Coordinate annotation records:

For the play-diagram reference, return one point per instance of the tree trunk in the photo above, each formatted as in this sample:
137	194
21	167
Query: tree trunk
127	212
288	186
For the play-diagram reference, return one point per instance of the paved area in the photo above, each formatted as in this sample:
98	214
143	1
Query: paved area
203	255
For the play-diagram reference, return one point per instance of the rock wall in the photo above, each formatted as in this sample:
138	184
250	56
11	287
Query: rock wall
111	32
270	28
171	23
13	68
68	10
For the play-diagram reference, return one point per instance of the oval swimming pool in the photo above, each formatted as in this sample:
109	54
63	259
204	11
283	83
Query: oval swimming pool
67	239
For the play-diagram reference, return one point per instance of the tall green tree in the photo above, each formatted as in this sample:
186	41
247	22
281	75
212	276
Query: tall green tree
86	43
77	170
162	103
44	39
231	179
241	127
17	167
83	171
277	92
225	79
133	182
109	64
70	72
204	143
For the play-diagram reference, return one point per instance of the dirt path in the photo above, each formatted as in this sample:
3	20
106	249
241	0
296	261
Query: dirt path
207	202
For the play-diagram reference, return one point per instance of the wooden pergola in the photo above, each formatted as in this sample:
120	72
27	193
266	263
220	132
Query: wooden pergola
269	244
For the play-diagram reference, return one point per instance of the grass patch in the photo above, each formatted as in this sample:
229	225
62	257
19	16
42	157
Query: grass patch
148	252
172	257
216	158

#### SET PROBLEM:
Retype the records exactly, beginning at the line that contains "of the dirt" and continuing through the final line of the records, with both ends included.

#### OUTPUT FOR THIS EXERCISE:
For the play-diagram reference, return one point per instance of the dirt path in the photo above, each formatted as in this sample:
3	20
106	249
241	0
296	261
Query: dirt path
207	202
For the play-diagram reference, return one point per instance of the wooden pergola in the photo above, each formatted as in this sample:
120	72
27	193
266	263
220	132
Query: wooden pergola
269	244
For the play-diagram reference, return one point per instance of the grass patch in the photo above, each formatted as in this sample:
229	225
62	257
19	16
42	157
Query: grass patch
148	252
172	257
216	158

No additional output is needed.